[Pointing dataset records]
-- Start --

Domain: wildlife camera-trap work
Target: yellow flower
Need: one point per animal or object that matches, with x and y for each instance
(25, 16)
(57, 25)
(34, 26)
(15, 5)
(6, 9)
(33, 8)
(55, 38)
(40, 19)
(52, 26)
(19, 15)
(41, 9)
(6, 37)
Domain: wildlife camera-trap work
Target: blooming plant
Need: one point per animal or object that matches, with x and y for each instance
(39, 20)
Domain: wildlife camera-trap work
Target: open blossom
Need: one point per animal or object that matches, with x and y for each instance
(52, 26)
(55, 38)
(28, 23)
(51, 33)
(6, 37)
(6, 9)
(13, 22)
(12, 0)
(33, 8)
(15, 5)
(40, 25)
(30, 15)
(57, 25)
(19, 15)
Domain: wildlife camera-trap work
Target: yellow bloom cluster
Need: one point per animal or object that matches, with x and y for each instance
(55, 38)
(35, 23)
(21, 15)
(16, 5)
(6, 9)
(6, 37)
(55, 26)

-- End --

* **BRIEF**:
Every line above should be printed again exactly as it stands.

* **RESPONSE TO THE TASK**:
Domain: wildlife camera-trap work
Target: yellow flower
Need: one point per animal or object that matches, with x and y for each instance
(25, 16)
(57, 25)
(34, 26)
(15, 5)
(6, 9)
(33, 8)
(55, 38)
(40, 19)
(52, 26)
(19, 15)
(41, 9)
(6, 37)
Domain: wildlife camera-trap work
Target: blooming plant
Need: one point per animal or object that matches, with x and y for each instance
(39, 20)
Domain: wildlife camera-trap work
Target: open blossom
Need: one point per animal or object that matches, with x and y for each instance
(52, 26)
(55, 38)
(28, 23)
(51, 33)
(6, 37)
(6, 9)
(13, 22)
(12, 0)
(33, 8)
(15, 5)
(40, 25)
(30, 15)
(57, 25)
(19, 15)
Domain: wildlife camera-trap work
Target: yellow bloom cluster
Need: one point per animal or object that matches, with x and y for each instance
(55, 38)
(35, 23)
(21, 15)
(16, 5)
(6, 9)
(6, 37)
(55, 26)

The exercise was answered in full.